SELECTION:
>> Begin

The standard topology on $H(D)$ is the initial topology with respect to the projections $f \mapsto [f]_z$ for each $z\in D$, where $[f]_z$ is the germ of $f$ at $z$.

For this statement to make sense, we need to endow the space $\mathcal{O}_z$ of germs of holomorphic functions at $z$ with a topology. I think it is reasonable to give it the topology of the inductive limit $\mathcal{O}_z = \bigcup_{r>0} P_{z,r}$, where $P_{z,r}$ is the space of power series absolutely convergent on a (poly)disk of radius $r$ centered at $z$. The topology on each $P_{z,r}$ coincides with the subspace topology of the $\sup$-norm topology on bounded continuous functions on the closed (poly)disk. Depending on one's preference, there might be different, equivalent ways to define the same topology.

>> End

DATASET SECTION:
>> Begin

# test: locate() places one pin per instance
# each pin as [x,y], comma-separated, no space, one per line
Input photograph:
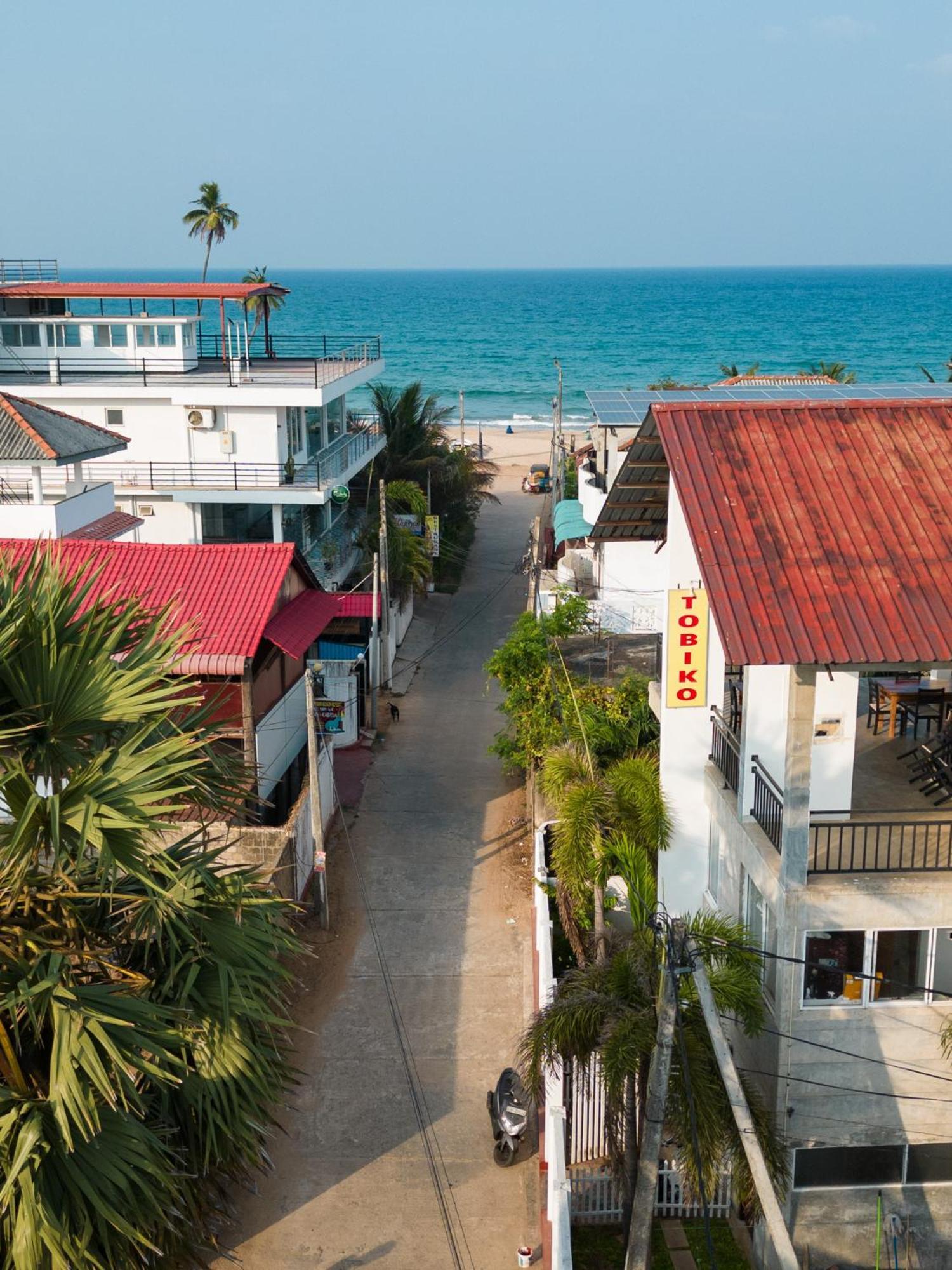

>> End

STATED GOAL 1:
From the passage on topologies for holomorphic functions, list every topology it names by its type.
STATED GOAL 2:
Rewrite part of the passage on topologies for holomorphic functions, starting with "For this statement" and going on through "the same topology.", and change "inductive limit" to "direct limit".
STATED GOAL 3:
Answer these about the passage on topologies for holomorphic functions:
(a) What does [f]_z stand for?
(b) What is the space P_{z,r}?
(c) The topology on each P_{z,r} coincides with the subspace topology of which topology?

FINISHED ANSWER 1:
- The initial topology with respect to the projections f ↦ [f]_z (the standard topology on H(D))
- The topology of the inductive limit (given to 𝒪_z)
- The subspace topology (on each P_{z,r})
- The sup-norm topology (on bounded continuous functions on the closed (poly)disk)

FINISHED ANSWER 2:
For this statement to make sense, we need to endow the space $\mathcal{O}_z$ of germs of holomorphic functions at $z$ with a topology. I think it is reasonable to give it the topology of the direct limit $\mathcal{O}_z = \bigcup_{r>0} P_{z,r}$, where $P_{z,r}$ is the space of power series absolutely convergent on a (poly)disk of radius $r$ centered at $z$. The topology on each $P_{z,r}$ coincides with the subspace topology of the $\sup$-norm topology on bounded continuous functions on the closed (poly)disk. Depending on one's preference, there might be different, equivalent ways to define the same topology.

FINISHED ANSWER 3:
(a) The germ of f at z.
(b) The space of power series absolutely convergent on a (poly)disk of radius r centered at z.
(c) The sup-norm topology on bounded continuous functions on the closed (poly)disk.